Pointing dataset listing
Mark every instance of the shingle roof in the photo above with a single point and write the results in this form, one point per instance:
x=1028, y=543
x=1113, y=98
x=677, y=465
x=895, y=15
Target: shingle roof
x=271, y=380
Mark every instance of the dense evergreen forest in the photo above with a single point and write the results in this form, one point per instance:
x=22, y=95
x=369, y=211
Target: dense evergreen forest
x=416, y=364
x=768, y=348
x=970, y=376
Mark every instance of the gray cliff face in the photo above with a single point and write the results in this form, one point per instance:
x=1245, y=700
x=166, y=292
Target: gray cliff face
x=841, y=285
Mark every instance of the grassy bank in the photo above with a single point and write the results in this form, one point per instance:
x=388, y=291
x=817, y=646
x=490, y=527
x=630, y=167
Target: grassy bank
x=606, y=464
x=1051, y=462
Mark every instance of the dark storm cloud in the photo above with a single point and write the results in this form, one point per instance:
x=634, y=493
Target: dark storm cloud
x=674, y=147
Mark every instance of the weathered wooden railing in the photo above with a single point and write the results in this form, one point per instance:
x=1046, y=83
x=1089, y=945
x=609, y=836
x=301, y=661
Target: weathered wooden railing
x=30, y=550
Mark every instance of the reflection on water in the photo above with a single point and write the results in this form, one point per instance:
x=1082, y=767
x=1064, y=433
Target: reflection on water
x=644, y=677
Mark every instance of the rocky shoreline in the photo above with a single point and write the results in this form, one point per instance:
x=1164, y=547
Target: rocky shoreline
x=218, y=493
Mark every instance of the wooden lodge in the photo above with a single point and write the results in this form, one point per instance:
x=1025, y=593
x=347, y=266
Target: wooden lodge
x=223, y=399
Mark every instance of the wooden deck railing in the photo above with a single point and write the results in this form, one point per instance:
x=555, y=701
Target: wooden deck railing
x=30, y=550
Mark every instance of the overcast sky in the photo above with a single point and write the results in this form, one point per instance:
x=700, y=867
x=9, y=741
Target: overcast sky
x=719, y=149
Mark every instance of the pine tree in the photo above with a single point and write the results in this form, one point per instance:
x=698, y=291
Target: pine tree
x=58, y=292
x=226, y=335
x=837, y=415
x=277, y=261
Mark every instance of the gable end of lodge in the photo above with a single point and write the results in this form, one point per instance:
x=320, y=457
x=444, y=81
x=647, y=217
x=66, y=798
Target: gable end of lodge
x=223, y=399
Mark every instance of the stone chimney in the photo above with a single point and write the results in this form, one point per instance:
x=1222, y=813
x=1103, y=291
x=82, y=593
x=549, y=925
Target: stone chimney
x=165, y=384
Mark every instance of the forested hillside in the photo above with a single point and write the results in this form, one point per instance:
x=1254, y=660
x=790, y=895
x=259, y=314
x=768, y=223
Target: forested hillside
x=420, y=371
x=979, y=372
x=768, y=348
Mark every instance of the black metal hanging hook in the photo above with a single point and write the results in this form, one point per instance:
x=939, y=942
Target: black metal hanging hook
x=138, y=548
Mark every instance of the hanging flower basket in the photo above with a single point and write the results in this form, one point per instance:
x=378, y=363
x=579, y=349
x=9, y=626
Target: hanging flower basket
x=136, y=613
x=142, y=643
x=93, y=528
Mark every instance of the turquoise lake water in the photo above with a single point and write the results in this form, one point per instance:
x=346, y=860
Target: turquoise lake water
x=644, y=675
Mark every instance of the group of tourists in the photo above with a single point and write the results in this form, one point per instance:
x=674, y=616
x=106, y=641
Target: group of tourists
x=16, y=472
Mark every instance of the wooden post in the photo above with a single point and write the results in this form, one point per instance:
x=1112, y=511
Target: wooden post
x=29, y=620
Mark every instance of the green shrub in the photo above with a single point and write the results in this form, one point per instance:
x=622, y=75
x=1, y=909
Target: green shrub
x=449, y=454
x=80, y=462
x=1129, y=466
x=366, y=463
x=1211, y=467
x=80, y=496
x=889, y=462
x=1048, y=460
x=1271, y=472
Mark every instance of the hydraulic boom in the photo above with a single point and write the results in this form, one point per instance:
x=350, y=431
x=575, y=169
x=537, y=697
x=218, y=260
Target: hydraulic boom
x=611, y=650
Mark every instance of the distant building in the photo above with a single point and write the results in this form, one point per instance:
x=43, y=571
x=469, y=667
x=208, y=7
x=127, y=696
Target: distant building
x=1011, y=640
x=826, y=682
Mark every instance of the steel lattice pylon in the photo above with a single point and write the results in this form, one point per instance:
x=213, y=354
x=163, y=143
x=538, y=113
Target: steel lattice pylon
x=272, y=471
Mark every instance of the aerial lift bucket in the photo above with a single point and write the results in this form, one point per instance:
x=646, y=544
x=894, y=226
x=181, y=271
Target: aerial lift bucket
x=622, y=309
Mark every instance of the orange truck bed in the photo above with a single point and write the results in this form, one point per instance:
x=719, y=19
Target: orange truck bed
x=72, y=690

YOUR INSTRUCTIONS: Reproduce the whole listing above, from its first line through its last, without altering a single character.

THE RESPONSE:
Mark every instance of the shingle roof in the photo above with a single point and write the results in this form, one point per instance:
x=1028, y=543
x=1113, y=98
x=677, y=465
x=895, y=15
Target: shingle roof
x=271, y=380
Mark every instance of the dense evergreen forest in the photo above with a single point and write the results in this form, one point per instance:
x=22, y=95
x=369, y=211
Target: dense evergreen forest
x=416, y=364
x=768, y=348
x=970, y=376
Mark every instance of the gray cliff face in the photo above with a single point and write the results in this form, one point per instance:
x=1245, y=700
x=166, y=292
Target: gray cliff face
x=841, y=285
Mark every instance of the grassy bank in the photo above with a single point and write the results in this form, one point per instance:
x=388, y=291
x=817, y=646
x=490, y=527
x=630, y=167
Target: grassy bank
x=606, y=464
x=1051, y=462
Mark every instance of the dark storm cloud in the photo above with a single point and write the results in this form, one point per instance:
x=634, y=493
Target: dark storm cloud
x=674, y=147
Mark every instance of the weathered wooden railing in the photo above with a single point and write the results in this form, one point per instance:
x=1046, y=83
x=1089, y=945
x=609, y=836
x=301, y=661
Target: weathered wooden railing
x=30, y=550
Mark every instance of the reflection on water in the photo above with a single point and write the results in this form, one point per instance:
x=1082, y=767
x=1064, y=433
Target: reflection on water
x=644, y=677
Mark every instance of the rocky shoreline in the photo above with a single point and write the results in this form, one point per instance:
x=1164, y=547
Target: rocky shoreline
x=218, y=493
Mark every instance of the wooden lodge in the photo above with a single point and write the results in this form, one point per instance:
x=1025, y=593
x=347, y=266
Target: wooden lodge
x=223, y=399
Mark every instance of the wooden deck railing in the photo above with a single point and write the results in this form, one point per instance:
x=555, y=701
Target: wooden deck railing
x=30, y=550
Mark every instance of the overcast sky in the photo above with a single point and write the results in this form, one point per instance:
x=700, y=867
x=9, y=741
Target: overcast sky
x=719, y=149
Mark every instance of the pine tree in the photo above with a single point and write the results in this form, one point per instance:
x=698, y=291
Target: pine tree
x=58, y=292
x=226, y=335
x=837, y=415
x=277, y=261
Mark every instance of the gable end of lodge in the photo above with a single point and write the results in this form, one point per instance:
x=320, y=457
x=444, y=81
x=647, y=217
x=66, y=798
Target: gable end of lodge
x=223, y=399
Mark every instance of the stone chimney in the photo above with a single point and write the results in this form, one point per instance:
x=1222, y=813
x=1103, y=291
x=82, y=593
x=549, y=925
Target: stone chimney
x=165, y=384
Mark every instance of the forested hillside in the photo above with a single point and write the results in this form, one point per instance:
x=1254, y=660
x=790, y=895
x=259, y=314
x=768, y=223
Target: forested hillside
x=420, y=371
x=979, y=372
x=768, y=348
Mark every instance of the black metal hanging hook in the photo above with a single point and write the results in this form, one point per instance:
x=939, y=942
Target: black metal hanging hook
x=138, y=548
Mark every instance of the hanging flower basket in the photo above with a single point and write the results in this form, one point per instance:
x=378, y=363
x=579, y=349
x=9, y=626
Target: hanging flower basket
x=136, y=613
x=142, y=643
x=93, y=528
Mark every instance of the turquoise lake water in the photo above with a single point and write the results in this form, one point per instance:
x=346, y=860
Target: turquoise lake water
x=644, y=675
Mark every instance of the group of tourists in the photo above with a single point and write the results in this form, one point per instance:
x=674, y=616
x=106, y=641
Target: group of tourists
x=16, y=472
Mark every instance of the wooden post in the photo above with a single point and write the results in this form, one point per instance:
x=1112, y=511
Target: wooden post
x=29, y=620
Mark every instance of the green shrub in the photo above with a single point and write the results in this form, one point per instance:
x=622, y=75
x=1, y=909
Target: green shrub
x=449, y=454
x=80, y=462
x=1129, y=466
x=366, y=463
x=1211, y=467
x=80, y=496
x=889, y=462
x=1048, y=460
x=1271, y=472
Mark every instance of the hydraulic boom in the photo above with a single point and write the results in this form, one point per instance:
x=350, y=431
x=575, y=169
x=537, y=697
x=218, y=260
Target: hydraulic boom
x=611, y=650
Mark every instance of the distant building in the photo above with a single point and write the results in this form, one point per instance:
x=43, y=571
x=469, y=667
x=208, y=7
x=127, y=696
Target: distant building
x=1011, y=640
x=826, y=682
Mark every instance of the steel lattice pylon in the photo above with a single point and write the results in this form, one point per instance:
x=213, y=354
x=163, y=143
x=538, y=113
Target: steel lattice pylon
x=272, y=471
Mark every instance of the aerial lift bucket in the photo above with a single point and write the results in this form, one point per instance:
x=646, y=544
x=894, y=226
x=181, y=271
Target: aerial lift bucket
x=622, y=309
Mark every instance of the orange truck bed in the photo above with a single point and write the results in this form, one point per instance:
x=719, y=19
Target: orange truck bed
x=72, y=690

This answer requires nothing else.